REQUIRED ACTIONS:
[a] According to the CNC engraver update, what happened to the controller board when the power supply was knocked off the bench?
[b] List every item the CNC engraver update says was 3D printed.
[c] Echo everything in the CNC engraver update from "A set of brackets" down to "work piece holders.".

CNC Engraver update 12/6/17



I had been planning on doing a update on the CNC Engraver purchased to use as a PCB mill, but a couple things have gotten in the way.  First is the series articles I am writing for QQ, the designing, building, and testing, along with the writing is taking quite a bit of time.  Second reason was that I was clumsy. I had the unit along with power supply and cables all wrapped up and out of the way, I thought.  Then I was moving something else and knocked the power supply off the bench.  Of course it was wrapped with the USB cable, so when it fell it tore the USB connector off the controller board.  I tried to repair the board, but too many of the traces wore gone.  I had to order a replacement board, which has now brought the price up to what it would have been if not on sale when I got it.  While I was waiting for the replacement I designed and 3D printed several things to prevent this from happening again.  I made a cover for the circuit board, and some brackets to hold the power brick in place.  Along with the new controller board, I also ordered a Panel mount USB to mini USB cable.  I printed a bracket for it and some cable management clips that fit in the 2020 aluminum extrusion that makes up the frame of the engraver.  After everything arrived, and I finished printing the parts, everything looks really nice and secure mounted on the frame.     

 

The first picture is of the back with the cover for the circuit board, including a cooling fan for the stepper drivers.      
A set of brackets to hold the power brick and the bracket for the panel mount USB connector.  

Next is a picture from the front showing some of the board and work piece holders I also printed.  The slots in the aluminum frame of the engraver work really well for storing accessories and work piece holders.

DATA ENTRIES:

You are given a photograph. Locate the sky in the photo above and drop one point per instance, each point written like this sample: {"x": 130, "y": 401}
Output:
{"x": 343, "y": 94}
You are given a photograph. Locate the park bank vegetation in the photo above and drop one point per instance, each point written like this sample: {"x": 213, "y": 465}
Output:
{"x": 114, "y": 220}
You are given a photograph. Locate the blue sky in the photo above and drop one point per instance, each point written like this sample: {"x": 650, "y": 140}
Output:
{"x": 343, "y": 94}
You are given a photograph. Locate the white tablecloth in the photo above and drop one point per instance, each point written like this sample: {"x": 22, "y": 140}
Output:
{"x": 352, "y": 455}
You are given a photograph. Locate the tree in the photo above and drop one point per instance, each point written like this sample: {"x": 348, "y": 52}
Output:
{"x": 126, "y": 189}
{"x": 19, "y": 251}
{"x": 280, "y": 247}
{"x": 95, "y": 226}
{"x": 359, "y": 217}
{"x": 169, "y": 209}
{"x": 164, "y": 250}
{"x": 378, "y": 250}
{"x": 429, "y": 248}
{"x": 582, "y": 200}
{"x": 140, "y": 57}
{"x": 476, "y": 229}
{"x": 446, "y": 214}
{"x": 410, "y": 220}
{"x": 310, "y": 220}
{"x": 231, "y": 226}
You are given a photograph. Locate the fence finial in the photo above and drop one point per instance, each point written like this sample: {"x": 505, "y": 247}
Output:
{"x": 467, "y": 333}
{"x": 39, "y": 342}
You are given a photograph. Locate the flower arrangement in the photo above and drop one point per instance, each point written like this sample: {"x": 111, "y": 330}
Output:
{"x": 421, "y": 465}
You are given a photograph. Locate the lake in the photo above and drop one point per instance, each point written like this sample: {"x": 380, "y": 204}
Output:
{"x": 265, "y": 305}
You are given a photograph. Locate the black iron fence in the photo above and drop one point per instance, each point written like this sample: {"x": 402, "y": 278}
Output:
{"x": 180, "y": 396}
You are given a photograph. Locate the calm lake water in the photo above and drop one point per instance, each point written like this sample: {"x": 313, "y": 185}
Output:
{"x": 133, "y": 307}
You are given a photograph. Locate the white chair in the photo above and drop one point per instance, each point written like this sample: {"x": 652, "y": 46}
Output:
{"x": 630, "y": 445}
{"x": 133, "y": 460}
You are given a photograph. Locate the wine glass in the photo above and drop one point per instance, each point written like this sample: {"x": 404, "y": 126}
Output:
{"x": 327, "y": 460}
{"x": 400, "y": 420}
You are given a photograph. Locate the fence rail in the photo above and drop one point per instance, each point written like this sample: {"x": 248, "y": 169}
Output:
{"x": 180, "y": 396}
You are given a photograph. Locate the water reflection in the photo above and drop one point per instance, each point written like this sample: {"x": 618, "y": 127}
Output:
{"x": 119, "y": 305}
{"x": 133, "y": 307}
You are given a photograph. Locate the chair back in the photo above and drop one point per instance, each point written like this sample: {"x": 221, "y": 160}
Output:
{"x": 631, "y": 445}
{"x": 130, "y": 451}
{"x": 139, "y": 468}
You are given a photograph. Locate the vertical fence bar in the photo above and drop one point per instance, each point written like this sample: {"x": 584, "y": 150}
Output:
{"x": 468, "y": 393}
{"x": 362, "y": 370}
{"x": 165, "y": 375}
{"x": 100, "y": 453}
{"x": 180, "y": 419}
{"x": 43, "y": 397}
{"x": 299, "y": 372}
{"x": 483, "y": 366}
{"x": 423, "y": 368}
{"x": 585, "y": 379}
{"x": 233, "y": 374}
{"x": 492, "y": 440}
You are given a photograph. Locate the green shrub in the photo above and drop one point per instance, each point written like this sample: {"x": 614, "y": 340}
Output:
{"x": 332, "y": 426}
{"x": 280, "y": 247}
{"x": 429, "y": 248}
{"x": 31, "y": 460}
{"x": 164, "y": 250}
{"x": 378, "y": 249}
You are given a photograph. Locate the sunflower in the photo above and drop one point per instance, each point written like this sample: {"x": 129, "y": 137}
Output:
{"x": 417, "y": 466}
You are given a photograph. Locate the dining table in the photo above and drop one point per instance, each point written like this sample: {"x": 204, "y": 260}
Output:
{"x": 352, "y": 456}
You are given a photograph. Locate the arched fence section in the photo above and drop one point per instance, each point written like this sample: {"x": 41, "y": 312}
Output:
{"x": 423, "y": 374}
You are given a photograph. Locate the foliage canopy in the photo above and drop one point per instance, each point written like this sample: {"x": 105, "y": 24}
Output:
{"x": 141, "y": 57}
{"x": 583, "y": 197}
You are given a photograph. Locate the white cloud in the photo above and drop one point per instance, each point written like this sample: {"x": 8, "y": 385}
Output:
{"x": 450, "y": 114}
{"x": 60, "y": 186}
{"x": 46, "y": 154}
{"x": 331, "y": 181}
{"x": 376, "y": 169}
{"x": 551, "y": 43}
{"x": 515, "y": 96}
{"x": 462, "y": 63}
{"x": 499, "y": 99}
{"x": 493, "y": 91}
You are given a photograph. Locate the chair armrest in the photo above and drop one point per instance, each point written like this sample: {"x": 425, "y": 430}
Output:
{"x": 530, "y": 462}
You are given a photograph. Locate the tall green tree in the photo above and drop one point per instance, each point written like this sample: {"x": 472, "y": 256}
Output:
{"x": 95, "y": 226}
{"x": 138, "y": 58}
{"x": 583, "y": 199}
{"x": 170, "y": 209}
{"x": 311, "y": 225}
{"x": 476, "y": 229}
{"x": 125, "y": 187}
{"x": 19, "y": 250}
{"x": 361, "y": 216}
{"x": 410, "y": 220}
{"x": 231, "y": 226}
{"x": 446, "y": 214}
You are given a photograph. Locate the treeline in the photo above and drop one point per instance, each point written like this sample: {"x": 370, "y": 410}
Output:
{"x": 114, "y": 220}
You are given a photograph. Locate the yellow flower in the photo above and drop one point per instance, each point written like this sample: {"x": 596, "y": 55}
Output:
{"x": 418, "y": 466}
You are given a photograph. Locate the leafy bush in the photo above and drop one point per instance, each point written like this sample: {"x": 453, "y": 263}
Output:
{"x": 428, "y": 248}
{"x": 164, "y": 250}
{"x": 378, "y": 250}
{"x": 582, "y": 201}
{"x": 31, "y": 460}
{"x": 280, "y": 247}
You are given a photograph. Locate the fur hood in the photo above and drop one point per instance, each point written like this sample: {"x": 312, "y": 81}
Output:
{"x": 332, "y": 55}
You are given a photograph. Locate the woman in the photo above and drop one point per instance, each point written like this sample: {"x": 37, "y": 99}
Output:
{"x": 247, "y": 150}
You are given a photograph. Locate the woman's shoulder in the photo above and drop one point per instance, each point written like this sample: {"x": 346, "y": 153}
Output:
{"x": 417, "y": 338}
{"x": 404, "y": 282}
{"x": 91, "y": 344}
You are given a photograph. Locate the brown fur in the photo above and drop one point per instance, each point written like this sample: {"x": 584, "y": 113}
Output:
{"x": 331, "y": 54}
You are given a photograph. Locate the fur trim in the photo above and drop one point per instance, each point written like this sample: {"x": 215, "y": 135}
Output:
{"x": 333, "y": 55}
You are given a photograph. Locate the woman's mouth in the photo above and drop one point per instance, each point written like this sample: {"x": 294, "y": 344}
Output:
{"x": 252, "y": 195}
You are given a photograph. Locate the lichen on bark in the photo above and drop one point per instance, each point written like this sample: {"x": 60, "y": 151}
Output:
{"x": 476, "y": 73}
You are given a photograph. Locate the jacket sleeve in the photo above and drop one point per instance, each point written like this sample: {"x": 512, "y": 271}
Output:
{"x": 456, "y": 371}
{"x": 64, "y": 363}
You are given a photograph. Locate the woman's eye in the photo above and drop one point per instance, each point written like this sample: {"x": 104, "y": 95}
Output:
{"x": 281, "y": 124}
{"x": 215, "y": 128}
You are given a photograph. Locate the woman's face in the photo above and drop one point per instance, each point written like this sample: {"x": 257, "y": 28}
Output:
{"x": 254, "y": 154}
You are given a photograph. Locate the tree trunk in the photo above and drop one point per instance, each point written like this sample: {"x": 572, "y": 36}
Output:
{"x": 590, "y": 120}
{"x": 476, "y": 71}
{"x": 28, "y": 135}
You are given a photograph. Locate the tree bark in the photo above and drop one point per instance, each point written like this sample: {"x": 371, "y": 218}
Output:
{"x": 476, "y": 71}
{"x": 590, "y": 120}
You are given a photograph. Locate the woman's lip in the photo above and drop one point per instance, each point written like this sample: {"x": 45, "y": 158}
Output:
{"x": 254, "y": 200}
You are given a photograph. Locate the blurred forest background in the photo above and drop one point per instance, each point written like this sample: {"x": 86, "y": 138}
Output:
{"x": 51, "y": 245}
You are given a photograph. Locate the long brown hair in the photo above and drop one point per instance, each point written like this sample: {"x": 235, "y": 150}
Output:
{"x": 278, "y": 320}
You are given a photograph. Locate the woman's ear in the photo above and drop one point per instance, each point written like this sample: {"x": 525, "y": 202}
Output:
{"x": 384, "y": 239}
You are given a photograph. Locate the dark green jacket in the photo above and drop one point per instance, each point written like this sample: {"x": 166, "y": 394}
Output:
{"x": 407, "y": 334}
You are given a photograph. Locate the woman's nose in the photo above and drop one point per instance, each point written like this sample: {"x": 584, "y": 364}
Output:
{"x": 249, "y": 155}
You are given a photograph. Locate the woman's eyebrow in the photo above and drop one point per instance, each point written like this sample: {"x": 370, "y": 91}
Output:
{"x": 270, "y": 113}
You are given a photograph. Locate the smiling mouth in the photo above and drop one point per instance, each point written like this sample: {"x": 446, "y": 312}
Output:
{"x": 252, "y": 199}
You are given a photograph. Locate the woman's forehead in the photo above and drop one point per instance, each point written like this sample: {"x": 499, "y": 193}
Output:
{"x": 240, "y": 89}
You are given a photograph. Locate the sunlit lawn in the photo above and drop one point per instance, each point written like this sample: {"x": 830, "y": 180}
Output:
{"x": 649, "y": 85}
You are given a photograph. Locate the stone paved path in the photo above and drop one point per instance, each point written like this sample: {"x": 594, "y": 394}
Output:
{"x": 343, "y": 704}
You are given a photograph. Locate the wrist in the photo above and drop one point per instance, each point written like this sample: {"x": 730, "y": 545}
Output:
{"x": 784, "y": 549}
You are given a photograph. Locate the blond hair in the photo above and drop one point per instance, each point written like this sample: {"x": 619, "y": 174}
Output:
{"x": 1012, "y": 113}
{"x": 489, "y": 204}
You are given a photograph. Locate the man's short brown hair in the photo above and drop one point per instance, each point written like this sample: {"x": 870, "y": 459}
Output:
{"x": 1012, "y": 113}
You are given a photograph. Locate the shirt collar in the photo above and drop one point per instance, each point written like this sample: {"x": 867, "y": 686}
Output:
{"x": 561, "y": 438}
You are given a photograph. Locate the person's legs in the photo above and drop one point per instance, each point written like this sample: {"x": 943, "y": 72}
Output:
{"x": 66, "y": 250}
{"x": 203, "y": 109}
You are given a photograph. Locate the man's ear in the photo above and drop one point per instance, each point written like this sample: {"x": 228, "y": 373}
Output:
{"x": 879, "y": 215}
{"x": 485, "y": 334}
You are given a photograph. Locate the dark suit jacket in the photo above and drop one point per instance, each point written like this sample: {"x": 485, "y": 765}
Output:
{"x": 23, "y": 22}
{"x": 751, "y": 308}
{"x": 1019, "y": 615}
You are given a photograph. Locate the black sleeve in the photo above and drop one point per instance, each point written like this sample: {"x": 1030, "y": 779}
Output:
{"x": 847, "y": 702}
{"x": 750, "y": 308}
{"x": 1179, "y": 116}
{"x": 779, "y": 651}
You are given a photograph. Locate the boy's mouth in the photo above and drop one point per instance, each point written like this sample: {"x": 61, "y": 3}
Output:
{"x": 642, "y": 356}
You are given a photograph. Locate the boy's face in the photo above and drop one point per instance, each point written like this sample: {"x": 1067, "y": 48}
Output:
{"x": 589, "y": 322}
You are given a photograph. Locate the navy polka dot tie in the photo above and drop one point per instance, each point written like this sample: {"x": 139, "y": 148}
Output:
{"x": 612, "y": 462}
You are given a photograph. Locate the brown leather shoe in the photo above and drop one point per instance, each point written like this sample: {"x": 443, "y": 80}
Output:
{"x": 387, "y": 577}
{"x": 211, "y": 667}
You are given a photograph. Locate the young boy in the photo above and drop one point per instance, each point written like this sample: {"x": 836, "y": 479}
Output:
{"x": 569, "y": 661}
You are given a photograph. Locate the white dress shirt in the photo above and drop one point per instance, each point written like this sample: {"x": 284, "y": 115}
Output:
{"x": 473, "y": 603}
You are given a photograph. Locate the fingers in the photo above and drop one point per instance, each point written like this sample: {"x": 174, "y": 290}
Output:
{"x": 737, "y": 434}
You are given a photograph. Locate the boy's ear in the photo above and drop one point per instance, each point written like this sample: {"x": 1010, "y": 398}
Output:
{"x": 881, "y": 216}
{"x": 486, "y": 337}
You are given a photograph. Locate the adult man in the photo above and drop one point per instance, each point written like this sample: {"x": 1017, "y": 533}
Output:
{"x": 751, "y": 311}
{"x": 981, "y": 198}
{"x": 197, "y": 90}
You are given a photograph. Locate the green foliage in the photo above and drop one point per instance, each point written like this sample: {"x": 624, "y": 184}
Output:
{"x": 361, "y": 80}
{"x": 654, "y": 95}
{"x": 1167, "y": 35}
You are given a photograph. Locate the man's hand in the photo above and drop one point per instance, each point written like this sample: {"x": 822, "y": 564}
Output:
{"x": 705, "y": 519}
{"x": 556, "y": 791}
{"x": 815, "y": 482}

RESULTS FOR EACH TASK:
[a] The USB cable wrapped around the power supply tore the USB connector off the controller board.

[b]
- A cover for the circuit board
- Brackets to hold the power brick in place
- A bracket for the panel mount USB connector
- Cable management clips that fit in the 2020 aluminum extrusion
- Board and work piece holders

[c]
A set of brackets to hold the power brick and the bracket for the panel mount USB connector.  

Next is a picture from the front showing some of the board and work piece holders I also printed.  The slots in the aluminum frame of the engraver work really well for storing accessories and work piece holders.